**WORK ITEM:** Please carry on the passage about how cats see at night, adding a few sentences after its last one in the same style.

As we all have seen, a feline's eyes shine in a beam of light at night. This is due to the tapetum luvidum, a mirror like membrane that lines most of the back of the retina. It reflects the light passing through the rods, then back through the rods a second time (the light passes through the opposite direction the second time). The tapetum reflects any light not absorbed on its first passage through the retina. As a result, the retina's light sensitive cells receive a second stimulation, increasing the eye's sensitivity to dim light (Warrant, 2004). The combination of elliptical pupils and the Tapetum permit cats to see extremely well in near darkness.
Image courtesy of www.whataboutcats.com
In conclusion, a feline cannot see perfectly in the dark. It still needs light, albeit only a little, to see during the night. Even in some of the dimmest habitats on Earth, a nocturnal feline predator will use the moon light to the best of its advantage to help it see (Warrant, 2004). Due to the great anatomical advantage that a feline has (larger cornea, etc.) it can allow more light into the pupil. Thus more light can hit the rods. These factors enable a feline to better use the limited light available compared to that of most diurnal mammals.

**DATASET ENTRIES:**
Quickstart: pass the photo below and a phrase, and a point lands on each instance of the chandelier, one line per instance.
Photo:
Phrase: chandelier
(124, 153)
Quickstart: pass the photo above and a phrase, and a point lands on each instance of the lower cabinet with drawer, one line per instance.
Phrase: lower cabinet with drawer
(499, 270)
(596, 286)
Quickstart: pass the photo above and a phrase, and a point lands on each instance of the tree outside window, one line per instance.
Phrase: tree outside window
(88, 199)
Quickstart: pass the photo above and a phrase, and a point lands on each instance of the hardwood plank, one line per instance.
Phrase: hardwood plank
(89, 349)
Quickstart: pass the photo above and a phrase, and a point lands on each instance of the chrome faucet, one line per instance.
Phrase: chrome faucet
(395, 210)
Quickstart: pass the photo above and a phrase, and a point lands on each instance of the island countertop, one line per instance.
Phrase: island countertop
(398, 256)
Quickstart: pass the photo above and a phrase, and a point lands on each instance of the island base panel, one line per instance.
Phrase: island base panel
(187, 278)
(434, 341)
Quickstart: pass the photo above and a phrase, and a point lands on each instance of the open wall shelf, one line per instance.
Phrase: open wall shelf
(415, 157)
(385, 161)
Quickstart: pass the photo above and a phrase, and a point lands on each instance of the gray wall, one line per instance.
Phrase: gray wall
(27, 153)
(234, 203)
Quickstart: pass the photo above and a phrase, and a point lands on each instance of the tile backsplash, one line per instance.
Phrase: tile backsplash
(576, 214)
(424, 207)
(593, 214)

...

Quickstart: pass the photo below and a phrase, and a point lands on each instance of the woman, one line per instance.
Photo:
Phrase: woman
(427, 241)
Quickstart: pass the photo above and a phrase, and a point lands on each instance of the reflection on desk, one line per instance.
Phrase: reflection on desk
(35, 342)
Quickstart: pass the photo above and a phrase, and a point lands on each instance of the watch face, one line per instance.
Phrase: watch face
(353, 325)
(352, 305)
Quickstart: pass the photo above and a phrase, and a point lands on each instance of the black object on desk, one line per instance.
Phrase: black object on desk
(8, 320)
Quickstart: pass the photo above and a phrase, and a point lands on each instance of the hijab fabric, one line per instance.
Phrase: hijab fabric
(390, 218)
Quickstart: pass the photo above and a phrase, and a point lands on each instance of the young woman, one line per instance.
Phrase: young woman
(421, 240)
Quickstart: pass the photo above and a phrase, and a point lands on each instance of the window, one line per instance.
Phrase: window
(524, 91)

**ANSWER SECTION:**
What is also interesting is that a feline is able to use the glow of its eyes to its advantage. It can use this glow to attract potential prey, yet it knows when to hide this glow at the appropriate time (like avoiding predators and amking sure not to scare the prey off). The anatomy of a nocturnal feline's eyes is just more proof that anatomy helps to predetermine behavior.